WHAT IS NEEDED = Set out the lines of the entries as a JSON list of strings, one string per line, starting at the line that contains "TASK = point to the window, one" and continuing through the end of the entries. Skip blank lines and leave the pictures out.
◆ ◆ ◆ ◆ ◆ ◆ ◆
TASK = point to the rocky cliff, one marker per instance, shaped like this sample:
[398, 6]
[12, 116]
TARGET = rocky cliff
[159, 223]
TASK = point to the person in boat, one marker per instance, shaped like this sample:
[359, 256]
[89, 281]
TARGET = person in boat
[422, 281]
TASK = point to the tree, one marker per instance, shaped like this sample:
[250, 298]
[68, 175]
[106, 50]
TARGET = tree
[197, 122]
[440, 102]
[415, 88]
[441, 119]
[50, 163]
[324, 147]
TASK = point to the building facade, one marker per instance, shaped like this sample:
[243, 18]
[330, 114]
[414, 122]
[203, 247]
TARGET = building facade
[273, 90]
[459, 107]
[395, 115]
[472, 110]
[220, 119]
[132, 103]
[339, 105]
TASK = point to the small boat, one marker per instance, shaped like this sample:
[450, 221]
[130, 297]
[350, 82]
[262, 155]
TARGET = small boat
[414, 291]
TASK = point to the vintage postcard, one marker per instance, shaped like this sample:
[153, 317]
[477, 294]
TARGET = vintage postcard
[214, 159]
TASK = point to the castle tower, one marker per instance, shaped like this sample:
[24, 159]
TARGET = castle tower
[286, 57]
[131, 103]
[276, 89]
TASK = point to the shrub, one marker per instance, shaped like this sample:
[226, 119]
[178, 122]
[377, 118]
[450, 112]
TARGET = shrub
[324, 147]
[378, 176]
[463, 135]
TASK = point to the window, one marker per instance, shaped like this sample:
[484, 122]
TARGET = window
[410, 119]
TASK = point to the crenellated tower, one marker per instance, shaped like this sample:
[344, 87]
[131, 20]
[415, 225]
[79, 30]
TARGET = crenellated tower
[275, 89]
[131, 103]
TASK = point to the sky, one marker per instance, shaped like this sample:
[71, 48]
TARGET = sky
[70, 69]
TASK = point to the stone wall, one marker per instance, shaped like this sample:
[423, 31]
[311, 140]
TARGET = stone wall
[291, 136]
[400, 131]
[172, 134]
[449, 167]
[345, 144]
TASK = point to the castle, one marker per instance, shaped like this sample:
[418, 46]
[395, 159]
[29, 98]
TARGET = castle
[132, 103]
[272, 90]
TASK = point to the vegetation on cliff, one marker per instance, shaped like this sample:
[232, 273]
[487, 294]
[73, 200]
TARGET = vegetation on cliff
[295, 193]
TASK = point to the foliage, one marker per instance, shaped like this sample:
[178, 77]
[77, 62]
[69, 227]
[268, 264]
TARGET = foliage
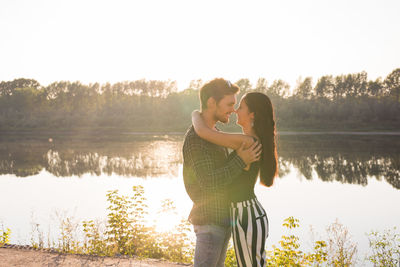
◆ ◆ ◆ ◆ ◆ ◆ ◆
SOLVED EXERCISE =
[
  "TASK = point to the window, one marker per instance, shaped like this sample:",
  "[484, 122]",
  "TARGET = window",
  "[410, 119]",
  "TASK = point to the crenellated tower, one marker per instance, shaped like this sample:",
  "[344, 87]",
  "[131, 20]",
  "[415, 225]",
  "[79, 30]",
  "TARGET = crenellated tower",
  "[275, 89]",
  "[131, 103]",
  "TASK = point to the sky, one marker per instance, shaped like this sample:",
  "[71, 48]",
  "TARGET = sky",
  "[70, 69]",
  "TASK = point to the stone wall, one marker per instance, shaped like this sample:",
  "[423, 31]",
  "[311, 140]",
  "TARGET = stone wall",
  "[291, 136]",
  "[400, 131]",
  "[172, 134]",
  "[449, 167]",
  "[345, 144]",
  "TASK = point to the castle, one marker per instance, shaped like this sample:",
  "[418, 46]",
  "[395, 159]",
  "[29, 98]",
  "TARGET = castle",
  "[132, 103]",
  "[272, 90]",
  "TASK = point to the vegetation on cliff, one marker per instance, shaped like this sample:",
  "[232, 273]",
  "[487, 294]",
  "[73, 200]",
  "TARGET = vegetation on cliff",
  "[295, 193]",
  "TASK = point to the foliage, one marker per instance, shaped like this sample:",
  "[178, 77]",
  "[77, 62]",
  "[69, 227]",
  "[268, 264]",
  "TARGET = foliage"
]